Could you rewrite the data from the line containing "# test: pin the curved" through the line containing "point(272, 1)" (both lines included), keeping every line but shifting each coordinate in the answer points by -52 and leaving the sample points in the comment lines unchanged?
— BEGIN —
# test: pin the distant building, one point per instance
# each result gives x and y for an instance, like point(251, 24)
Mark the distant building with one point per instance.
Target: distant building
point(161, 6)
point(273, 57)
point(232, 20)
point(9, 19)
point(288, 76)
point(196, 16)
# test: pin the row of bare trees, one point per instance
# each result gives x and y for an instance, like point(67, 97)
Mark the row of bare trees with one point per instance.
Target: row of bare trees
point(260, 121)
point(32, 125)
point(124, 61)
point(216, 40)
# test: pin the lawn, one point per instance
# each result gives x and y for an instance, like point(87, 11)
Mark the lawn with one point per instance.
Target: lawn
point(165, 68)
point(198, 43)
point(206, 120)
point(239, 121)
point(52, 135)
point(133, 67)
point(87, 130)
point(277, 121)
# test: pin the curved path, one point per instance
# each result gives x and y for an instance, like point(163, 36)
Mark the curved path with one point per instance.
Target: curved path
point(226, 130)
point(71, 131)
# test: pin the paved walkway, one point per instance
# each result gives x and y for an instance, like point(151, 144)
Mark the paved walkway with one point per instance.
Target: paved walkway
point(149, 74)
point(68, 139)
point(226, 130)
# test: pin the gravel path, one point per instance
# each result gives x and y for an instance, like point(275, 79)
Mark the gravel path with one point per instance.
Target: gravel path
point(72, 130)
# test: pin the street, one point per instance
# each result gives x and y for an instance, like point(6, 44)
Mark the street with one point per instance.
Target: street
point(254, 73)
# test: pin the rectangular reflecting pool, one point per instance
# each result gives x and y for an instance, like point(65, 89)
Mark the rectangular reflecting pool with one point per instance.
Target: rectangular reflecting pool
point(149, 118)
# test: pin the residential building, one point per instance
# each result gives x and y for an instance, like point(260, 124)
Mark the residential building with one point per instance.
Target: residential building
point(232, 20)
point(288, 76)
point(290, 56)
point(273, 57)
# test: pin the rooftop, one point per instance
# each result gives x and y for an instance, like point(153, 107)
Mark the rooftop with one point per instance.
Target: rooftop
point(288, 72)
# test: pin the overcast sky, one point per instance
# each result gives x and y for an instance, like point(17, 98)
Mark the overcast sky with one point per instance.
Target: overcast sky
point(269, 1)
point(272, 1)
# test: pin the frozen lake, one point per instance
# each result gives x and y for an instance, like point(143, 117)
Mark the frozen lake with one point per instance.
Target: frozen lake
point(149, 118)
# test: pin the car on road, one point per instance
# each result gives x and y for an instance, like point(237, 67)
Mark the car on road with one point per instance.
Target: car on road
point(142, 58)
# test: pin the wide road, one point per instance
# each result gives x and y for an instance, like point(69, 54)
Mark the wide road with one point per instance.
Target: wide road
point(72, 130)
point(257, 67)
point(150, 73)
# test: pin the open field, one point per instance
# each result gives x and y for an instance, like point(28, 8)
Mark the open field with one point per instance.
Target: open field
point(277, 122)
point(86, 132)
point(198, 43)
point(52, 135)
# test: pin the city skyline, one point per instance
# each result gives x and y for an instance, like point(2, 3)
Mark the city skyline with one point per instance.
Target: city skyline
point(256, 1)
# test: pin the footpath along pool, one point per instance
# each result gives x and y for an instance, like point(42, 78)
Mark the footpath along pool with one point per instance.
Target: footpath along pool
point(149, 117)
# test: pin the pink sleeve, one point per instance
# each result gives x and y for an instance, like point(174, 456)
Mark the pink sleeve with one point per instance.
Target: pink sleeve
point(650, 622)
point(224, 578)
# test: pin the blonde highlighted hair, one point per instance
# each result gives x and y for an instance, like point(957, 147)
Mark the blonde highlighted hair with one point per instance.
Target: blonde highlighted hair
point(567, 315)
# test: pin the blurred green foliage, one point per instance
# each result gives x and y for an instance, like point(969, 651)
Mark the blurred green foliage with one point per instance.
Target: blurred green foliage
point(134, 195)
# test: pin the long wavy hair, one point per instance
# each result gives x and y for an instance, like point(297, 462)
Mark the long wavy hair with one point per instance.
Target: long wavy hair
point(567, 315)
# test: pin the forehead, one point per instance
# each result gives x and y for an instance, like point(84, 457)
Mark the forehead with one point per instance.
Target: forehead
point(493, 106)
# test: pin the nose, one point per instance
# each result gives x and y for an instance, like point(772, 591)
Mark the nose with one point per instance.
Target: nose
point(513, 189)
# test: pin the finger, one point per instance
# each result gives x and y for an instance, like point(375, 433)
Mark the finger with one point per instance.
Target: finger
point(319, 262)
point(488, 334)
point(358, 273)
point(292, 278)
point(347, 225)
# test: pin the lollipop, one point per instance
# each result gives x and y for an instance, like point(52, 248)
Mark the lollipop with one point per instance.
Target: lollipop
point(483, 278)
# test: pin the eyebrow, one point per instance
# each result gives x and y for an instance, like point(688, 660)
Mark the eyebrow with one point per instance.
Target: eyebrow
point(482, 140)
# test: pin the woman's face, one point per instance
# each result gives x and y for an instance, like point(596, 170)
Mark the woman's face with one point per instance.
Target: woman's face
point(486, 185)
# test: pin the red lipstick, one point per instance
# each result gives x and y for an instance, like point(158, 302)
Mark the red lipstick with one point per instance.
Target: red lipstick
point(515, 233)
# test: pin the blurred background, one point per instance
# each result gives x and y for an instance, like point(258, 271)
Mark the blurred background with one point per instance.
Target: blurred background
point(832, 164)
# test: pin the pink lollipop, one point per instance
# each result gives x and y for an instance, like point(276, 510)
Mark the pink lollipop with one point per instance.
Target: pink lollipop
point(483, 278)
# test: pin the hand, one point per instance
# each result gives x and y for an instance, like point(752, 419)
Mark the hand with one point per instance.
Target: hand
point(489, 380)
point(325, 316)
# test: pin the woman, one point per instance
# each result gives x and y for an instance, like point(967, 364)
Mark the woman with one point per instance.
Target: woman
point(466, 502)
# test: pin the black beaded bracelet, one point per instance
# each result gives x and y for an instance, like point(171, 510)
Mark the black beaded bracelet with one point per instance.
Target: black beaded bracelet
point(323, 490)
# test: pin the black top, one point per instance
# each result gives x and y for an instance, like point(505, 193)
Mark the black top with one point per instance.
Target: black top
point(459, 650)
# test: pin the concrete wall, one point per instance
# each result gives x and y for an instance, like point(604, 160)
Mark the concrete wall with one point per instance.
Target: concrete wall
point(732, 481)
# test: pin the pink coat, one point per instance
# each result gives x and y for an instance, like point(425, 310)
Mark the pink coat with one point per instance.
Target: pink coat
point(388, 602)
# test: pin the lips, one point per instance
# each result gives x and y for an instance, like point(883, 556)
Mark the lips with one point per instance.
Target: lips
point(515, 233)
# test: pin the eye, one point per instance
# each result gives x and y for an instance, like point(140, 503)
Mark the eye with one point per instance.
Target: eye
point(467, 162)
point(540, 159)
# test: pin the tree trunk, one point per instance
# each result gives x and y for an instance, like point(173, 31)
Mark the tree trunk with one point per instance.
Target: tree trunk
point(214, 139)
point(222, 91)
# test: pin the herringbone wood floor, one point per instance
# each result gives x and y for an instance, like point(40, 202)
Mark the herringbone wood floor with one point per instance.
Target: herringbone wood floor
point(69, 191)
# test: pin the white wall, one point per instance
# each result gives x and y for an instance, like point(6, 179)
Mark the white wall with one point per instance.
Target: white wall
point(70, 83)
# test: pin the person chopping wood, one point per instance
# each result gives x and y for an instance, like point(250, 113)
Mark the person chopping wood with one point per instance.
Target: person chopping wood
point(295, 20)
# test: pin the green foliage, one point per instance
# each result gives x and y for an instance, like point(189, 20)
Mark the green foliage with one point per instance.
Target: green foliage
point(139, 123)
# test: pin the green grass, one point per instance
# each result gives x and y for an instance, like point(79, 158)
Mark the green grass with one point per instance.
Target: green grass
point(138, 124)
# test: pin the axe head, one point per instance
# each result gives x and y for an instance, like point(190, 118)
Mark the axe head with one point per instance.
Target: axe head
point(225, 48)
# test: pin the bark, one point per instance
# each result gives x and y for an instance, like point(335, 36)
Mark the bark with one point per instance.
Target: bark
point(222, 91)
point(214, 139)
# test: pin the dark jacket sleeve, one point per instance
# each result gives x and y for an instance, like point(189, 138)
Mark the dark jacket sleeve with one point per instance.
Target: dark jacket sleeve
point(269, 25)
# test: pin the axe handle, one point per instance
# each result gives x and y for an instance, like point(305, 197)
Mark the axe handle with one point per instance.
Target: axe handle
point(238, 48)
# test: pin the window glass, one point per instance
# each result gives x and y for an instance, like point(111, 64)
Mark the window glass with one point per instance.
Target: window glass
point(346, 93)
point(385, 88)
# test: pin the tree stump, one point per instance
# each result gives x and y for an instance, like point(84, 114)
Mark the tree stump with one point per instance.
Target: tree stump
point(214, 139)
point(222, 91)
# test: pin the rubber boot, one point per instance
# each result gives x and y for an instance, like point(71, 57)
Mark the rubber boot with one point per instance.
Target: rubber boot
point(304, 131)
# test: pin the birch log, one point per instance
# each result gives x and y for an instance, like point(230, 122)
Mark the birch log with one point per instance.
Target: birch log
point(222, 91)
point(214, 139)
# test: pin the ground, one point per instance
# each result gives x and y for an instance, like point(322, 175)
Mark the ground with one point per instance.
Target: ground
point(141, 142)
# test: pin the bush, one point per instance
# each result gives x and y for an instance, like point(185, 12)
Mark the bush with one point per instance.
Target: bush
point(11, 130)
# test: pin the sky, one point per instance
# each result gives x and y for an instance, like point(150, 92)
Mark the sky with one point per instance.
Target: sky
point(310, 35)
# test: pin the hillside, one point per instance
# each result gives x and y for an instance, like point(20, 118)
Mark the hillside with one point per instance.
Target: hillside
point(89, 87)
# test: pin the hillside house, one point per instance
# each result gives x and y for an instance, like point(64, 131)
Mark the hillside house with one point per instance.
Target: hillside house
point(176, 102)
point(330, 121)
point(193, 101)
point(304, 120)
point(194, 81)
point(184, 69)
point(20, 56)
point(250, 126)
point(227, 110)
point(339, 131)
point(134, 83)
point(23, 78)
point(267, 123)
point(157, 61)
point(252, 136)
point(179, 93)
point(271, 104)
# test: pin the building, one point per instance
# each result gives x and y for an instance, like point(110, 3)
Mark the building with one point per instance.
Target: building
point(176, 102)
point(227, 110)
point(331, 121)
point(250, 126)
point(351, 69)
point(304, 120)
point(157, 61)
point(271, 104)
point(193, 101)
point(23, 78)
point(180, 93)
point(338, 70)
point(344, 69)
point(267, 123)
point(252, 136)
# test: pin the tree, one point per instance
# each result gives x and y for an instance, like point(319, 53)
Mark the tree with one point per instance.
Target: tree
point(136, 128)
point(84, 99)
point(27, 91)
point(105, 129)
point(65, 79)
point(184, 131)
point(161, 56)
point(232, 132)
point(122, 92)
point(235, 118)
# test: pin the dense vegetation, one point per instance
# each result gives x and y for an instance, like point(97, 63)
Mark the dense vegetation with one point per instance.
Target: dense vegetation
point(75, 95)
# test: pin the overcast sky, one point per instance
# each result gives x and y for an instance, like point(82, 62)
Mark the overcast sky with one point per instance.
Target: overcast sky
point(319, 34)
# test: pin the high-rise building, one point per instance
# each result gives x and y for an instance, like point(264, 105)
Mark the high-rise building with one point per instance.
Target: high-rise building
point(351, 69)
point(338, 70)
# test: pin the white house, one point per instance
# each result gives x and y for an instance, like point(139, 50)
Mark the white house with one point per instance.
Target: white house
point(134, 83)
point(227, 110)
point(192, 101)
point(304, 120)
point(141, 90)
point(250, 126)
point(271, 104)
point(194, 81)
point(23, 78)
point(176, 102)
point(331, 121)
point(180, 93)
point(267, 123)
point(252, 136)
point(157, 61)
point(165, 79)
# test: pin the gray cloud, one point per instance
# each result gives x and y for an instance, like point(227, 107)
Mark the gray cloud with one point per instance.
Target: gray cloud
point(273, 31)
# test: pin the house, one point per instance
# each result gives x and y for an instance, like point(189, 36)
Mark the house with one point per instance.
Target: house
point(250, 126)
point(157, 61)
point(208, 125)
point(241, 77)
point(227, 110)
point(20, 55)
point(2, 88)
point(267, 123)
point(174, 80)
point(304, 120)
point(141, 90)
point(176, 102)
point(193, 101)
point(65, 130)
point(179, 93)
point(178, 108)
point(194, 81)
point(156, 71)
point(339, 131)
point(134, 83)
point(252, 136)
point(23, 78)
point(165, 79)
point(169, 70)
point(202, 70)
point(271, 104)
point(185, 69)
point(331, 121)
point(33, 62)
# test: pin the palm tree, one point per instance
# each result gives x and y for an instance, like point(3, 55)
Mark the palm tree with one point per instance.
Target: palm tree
— END —
SOLUTION FOR THIS EXERCISE:
# test: pin the curved path, one point per instance
# each result gives x and y for an instance, like point(163, 36)
Mark the curved path with one point per instance.
Target: curved path
point(174, 78)
point(19, 79)
# test: pin the paved walkway, one point per instance
# each result gives x and y for an instance, like point(151, 144)
Mark the paved walkway with one point per instance.
Target: paved walkway
point(97, 22)
point(16, 87)
point(174, 78)
# test: pin the gravel path, one point per instance
# each result gives x and y for an instance, like point(275, 79)
Mark the gravel path with one point per instance.
Target: gravel path
point(20, 78)
# test: pin the street, one point per instance
# each result gives x and y for an instance, like point(6, 44)
Mark the street with one point per instance.
Target: street
point(202, 21)
# test: pin the rectangular reflecting pool, one point per instance
# each result gives x and y for an instance, like point(65, 89)
Mark the rectangular reflecting pool with one point per instance.
Target: rectangular reflecting pool
point(97, 66)
# test: pin the residential building, one point per instance
# each result gives x and y for an instance, like point(260, 124)
Mark the residential building with one point per instance.
Target: residential building
point(180, -32)
point(236, 24)
point(238, 4)
point(221, 5)
# test: pin the rooftop, one point per instance
# each result gives x and y for an instance, like point(153, 107)
Mark the rooftop with one point per instance.
Target: rooftop
point(236, 20)
# test: pin the overcast sky, one point per instance
# each result gives x and y for an instance, like point(17, 98)
Mark the overcast sky with one point per instance.
Target: overcast sky
point(217, -51)
point(220, -51)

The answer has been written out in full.